Start of SOURCE PASSAGE
Real confidence has a quality of consistency across conditions. Not invulnerability—genuinely confident people feel awkward moments too—but a different relationship with them. The moment doesn’t reach the same level. It doesn’t threaten the same things. It passes faster and leaves less residue.
If you notice that your best social performances happen when you already know people, or when the topic is one you have authority on, or when the dynamic is one you’ve navigated before—and that unfamiliar territory, ambiguity, or the possibility of not landing well produces a specific quality of anxiety—that’s the conditional structure showing itself.
That structure can change. But changing it requires building the thing underneath rather than improving the performance on top.
You’ve been performing confidence, not building it
The performance is real and it takes real skill. And it works, much of the time. The problem is that performance without foundation is entirely dependent on conditions remaining favorable—and they don’t always.
Building actual confidence looks different. It looks like tolerating the awkward moment without immediately trying to fix it. Letting the silence exist without filling it. Surviving the flat joke without it meaning anything about you. Being disagreed with in public without the floor shifting.
These are small acts of practicing the thing rather than projecting it. They accumulate slowly, and they’re uncomfortable in a way that the performance isn’t, because they require letting the crumbling happen rather than preventing it.
But over enough repetitions, the crumbling starts to matter less. Not because you’ve gotten better at hiding it—because the ground underneath has gotten more solid. And solid ground is the only thing that holds up when the conditions stop cooperating.
End of SOURCE PASSAGE
[REQUIRED TASKS]
1. Summarize the passage on confidence in two sentences.
2. Retype the passage on confidence between "Real confidence has" and "leaves less residue.", inclusive.
You can set aside the lines that come after this passage; none of the work depends on them.
Start of SUPPLIED INFORMATION
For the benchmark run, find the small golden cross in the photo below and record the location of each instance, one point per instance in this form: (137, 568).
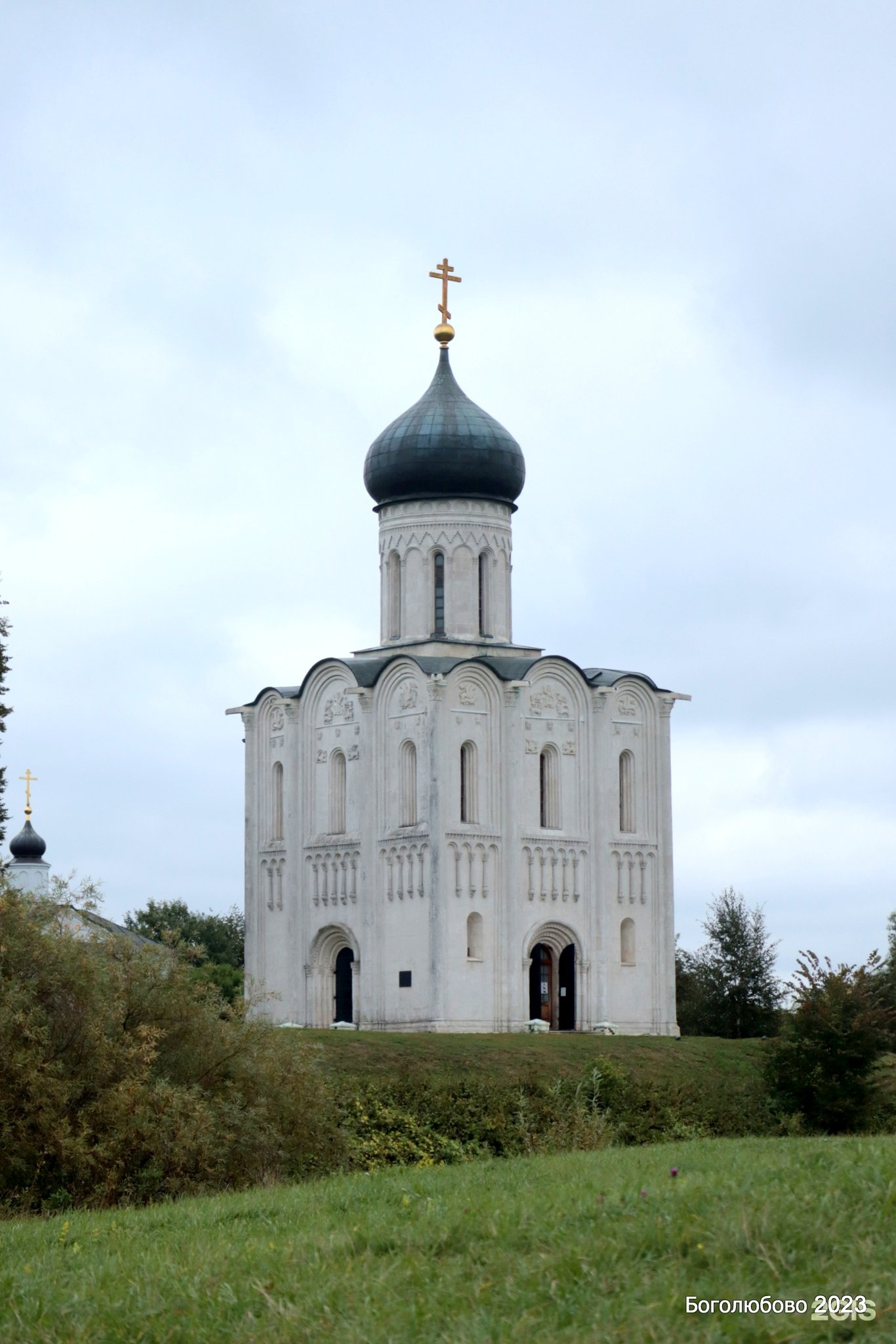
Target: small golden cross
(29, 777)
(442, 272)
End of SUPPLIED INFORMATION
[SOLVED TASKS]
1. Real confidence stays consistent across conditions: awkward moments still happen, but they pass faster and threaten less, whereas performed confidence without foundation depends on conditions remaining favorable. Building actual confidence means practicing small uncomfortable acts, such as tolerating awkward moments, letting silence exist, and being disagreed with in public, until over enough repetitions the ground underneath grows more solid.

2.
Real confidence has a quality of consistency across conditions. Not invulnerability—genuinely confident people feel awkward moments too—but a different relationship with them. The moment doesn’t reach the same level. It doesn’t threaten the same things. It passes faster and leaves less residue.